━━━ GIVEN RECORDS ━━━

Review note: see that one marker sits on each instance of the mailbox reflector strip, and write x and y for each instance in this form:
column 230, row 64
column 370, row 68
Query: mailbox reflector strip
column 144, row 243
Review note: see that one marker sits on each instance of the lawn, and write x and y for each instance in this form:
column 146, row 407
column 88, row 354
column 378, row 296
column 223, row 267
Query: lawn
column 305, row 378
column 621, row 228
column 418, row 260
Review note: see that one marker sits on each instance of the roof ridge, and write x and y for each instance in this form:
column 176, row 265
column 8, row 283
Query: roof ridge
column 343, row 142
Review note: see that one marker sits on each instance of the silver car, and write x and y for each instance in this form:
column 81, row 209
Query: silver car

━━━

## [REQUIREMENTS]
Print all of the entries again, exactly as written.

## [FINISHED EXERCISE]
Review note: see that one marker sits on each instance of the mailbox reflector strip, and write x and y for each instance in this form:
column 230, row 64
column 370, row 68
Query: mailbox reflector strip
column 144, row 243
Review note: see that one marker sits on each instance of the lawn, and write x and y for each instance in this form:
column 146, row 407
column 88, row 354
column 378, row 296
column 223, row 267
Query: lawn
column 305, row 378
column 621, row 228
column 418, row 260
Review note: see that one marker sits on each instance of the roof ridge, and write x and y for each instance in this form:
column 176, row 265
column 8, row 283
Query: roof ridge
column 343, row 142
Review note: see that one marker sits on each instance of the silver car, and write x and y for each instance in this form:
column 81, row 209
Query: silver car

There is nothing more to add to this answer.